**Schriftliche Aufgabe**
Setzen Sie den unten stehenden Text über Nagib Machfus' Roman „Karnak-Café“ im Anschluss an seinen letzten Satz fort.

**Zitierter Text**
Nagib Machfus: "Karnak-Café"
Roman
über die Diktatur in Ägypten zur Zeit des
Sechs-Tage-Kriegs
Als der Ich-Erzähler in Kairo das Karnak-Café
für sich entdeckt, liegt dies vor allem an der Inhaberin,
Kurunfula, einer früheren Tänzerin und nun alternden
Schönheit, die dem Café mit ihrer
Persönlichkeit einen ganz eigenen Charakter für sich
verleiht. Von jeher unkonventionell, fesselt diese Frau nicht nur den
Ich-Erzähler, sondern die gesamte bunt
zusammengewürfelte Schar ihrer Stammgäste.
Zu diesen zählt auch eine Gruppe junger Leute, darunter
Kurunfulas Liebhaber. Diese Gruppe ist von einem Tag auf den anderen
plötzlich wie vom Erdboden verschluckt. Als die jungen
Menschen nach Monaten wieder auftauchen, haben sie sich völlig
verändert, sind in sich gekehrt und erzählen
niemandem von dem, was ihnen widerfahren ist.
Einige Zeit später verschwindet die Gruppe abermals
vorübergehend. Im Café erstirbt die auch in
politischen Fragen offene Gesprächskultur, Misstrauen kommt
auf, und trotzdem gewöhnt man sich beinahe an das unverhoffte
Verschwinden und Zurückkehren der jungen Stammgäste -
bis einer von ihnen nicht mehr mit den anderen auftaucht.
Diejenigen, die weiterhin das Café frequentieren, sind nur
Schatten ihres vormaligen Selbsts. Als zwei von ihnen Vertrauen zum
Ich-Erzähler fassen und ihm vorsichtig von ihren Erfahrungen
erzählen, scheint ihre Geschichte von Polizeiwillkür
und gezielten Grausamkeiten schier unglaublich. Doch dann tritt im
Café der Verhörchef von damals persönlich
auf, mittlerweile ein gebrochener Mann, und stellt die Relation
Täter-Opfer auf verstörende Weise infrage.

**Extrahierte Informationen**

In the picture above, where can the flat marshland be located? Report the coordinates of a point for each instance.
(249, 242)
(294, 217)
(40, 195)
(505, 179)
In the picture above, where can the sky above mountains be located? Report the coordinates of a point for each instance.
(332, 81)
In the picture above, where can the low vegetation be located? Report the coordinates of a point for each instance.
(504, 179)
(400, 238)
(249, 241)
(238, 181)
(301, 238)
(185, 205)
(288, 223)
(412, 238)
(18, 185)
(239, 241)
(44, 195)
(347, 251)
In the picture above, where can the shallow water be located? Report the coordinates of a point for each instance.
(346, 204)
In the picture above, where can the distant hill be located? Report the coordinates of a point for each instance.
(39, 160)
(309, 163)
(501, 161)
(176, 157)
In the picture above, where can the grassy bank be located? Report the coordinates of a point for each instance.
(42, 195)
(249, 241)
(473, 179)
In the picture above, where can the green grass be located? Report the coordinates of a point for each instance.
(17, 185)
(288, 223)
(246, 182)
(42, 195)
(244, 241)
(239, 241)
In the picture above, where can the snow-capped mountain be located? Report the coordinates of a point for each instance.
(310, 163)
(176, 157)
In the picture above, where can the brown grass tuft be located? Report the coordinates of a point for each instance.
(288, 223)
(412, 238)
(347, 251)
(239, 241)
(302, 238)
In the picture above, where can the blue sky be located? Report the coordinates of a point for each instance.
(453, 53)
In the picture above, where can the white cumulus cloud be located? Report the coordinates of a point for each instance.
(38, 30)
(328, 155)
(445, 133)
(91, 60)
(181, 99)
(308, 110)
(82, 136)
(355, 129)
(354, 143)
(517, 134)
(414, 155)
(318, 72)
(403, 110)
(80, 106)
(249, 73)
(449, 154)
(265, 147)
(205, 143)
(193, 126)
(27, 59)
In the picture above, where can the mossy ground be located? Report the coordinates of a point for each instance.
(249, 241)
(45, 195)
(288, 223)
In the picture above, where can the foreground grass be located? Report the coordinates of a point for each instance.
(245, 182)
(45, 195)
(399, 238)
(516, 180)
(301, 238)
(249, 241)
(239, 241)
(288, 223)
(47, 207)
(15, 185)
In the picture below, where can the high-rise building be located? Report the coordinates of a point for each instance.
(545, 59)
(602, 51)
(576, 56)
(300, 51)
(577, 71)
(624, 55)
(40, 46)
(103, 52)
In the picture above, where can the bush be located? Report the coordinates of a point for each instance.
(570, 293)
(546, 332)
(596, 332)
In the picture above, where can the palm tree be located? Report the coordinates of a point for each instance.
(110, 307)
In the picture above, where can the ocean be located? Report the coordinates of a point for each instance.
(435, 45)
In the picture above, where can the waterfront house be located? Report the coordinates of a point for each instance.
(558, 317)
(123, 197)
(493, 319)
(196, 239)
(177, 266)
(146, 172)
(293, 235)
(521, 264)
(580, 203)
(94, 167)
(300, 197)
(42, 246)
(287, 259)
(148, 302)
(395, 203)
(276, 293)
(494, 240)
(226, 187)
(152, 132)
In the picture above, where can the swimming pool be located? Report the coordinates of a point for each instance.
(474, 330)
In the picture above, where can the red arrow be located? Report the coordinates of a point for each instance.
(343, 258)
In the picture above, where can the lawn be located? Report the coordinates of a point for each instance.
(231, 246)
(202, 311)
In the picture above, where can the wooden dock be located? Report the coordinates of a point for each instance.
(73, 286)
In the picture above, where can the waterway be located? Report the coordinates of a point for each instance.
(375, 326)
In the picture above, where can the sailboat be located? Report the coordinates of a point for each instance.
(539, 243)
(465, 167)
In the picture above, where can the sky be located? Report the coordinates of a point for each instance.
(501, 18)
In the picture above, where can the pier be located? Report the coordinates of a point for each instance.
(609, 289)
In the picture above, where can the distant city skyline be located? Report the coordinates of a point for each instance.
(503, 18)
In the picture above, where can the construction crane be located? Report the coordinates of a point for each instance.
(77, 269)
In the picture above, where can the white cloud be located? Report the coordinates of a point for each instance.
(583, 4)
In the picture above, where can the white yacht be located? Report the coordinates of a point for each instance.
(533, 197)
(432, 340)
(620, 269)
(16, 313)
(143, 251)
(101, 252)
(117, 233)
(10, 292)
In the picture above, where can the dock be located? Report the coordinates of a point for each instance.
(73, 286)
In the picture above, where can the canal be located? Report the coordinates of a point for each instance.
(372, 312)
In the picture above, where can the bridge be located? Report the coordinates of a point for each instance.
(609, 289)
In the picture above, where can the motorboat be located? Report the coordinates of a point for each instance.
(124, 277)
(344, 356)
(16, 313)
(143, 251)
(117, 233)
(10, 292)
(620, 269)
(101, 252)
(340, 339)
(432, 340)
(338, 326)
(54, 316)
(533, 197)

**Lösung der Aufgabe**
Nagib Machfus' kurzer Roman ist in Ägypten um den
Sechs-Tage-Krieg angesiedelt. Zu dieser Zeit herrschte Gamal Abdel
Nasser als Diktator in Ägypten und ließ Gegner aus
dem politischen und religiösen Lager, etwa Kommunisten und
Muslimbrüder, unerbittlich verfolgen. Verhaftungen auf
Verdacht, Misshandlungen und Sippenhaft, wie im Roman beschrieben,
waren nicht ungewöhnlich. Im Karnak-Café ist es die
studentische Clique, die diesem Treiben mehrfach zum Opfer
fällt und davon schließlich zerstört wird.
Der Autor versteht es, die Entwicklung der Gesellschaft anhand der
Veränderung der Stimmung im Café
vorzüglich abzubilden. Geht es zunächst offen und
pluralistisch zu, so kommt allmählich, zunächst
diffus, dann immer mehr fassbar, ein höchst destruktives
Misstrauen auf. Die Alten wettern gegen die Jungen und umgekehrt,
einzelne Personen versuchen, die Lage auszunutzen und ihre
Eifersüchteleien und Ansprüche auf Kurunfulas Liebe
zuungunsten anderer geltend zu machen, und die Gesprächskultur
kommt zum Erliegen. Nur der Ich-Erzähler, über alle
Zweifel und Intrigen erhaben, bleibt Vertrauensperson, sodass bei ihm
schließlich alle Fäden zusammenlaufen und der Leser
nach und nach konkret die Zusammenhänge herstellen kann, die
er sich zuvor bereits anhand von Andeutungen zusammenreimen konnte. Es
sind die dann einfühlsam und authentisch geschilderten
Einzelschicksale, die schockieren und aufrütteln.
Vor allem aber erweist sich "Karnak-Café" als ein geschickt
aufgebauter, atmosphärisch dichter, stimmungsvoller,
spannungsgeladener Roman. Der 2006 verstorbene
Nobelpreisträger Machfus zeichnet sich nicht so sehr
durch einen üppigen, orientalischen Erzählstil aus,
sondern vor allem durch sein Einfühlungsvermögen und
psychologisches Gespür. Seine Charaktere, glaubwürdig
konzipiert, könnten in jeder Diktatur auftreten, wäre
da nicht auch jener wunderbare Lokalkolorit, der das
Karnak-Café nun eben im Kairo der späten
1960er-Jahre ansiedelt.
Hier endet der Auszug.